++++ PROVIDED DATA ++++
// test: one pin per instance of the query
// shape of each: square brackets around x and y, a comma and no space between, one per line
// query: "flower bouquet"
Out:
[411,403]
++++
PROBLEM: Copy every line of the records above, requests included, and shift each coordinate in the answers by -38.

OUTPUT:
// test: one pin per instance of the query
// shape of each: square brackets around x and y, a comma and no space between, one per line
// query: "flower bouquet"
Out:
[373,365]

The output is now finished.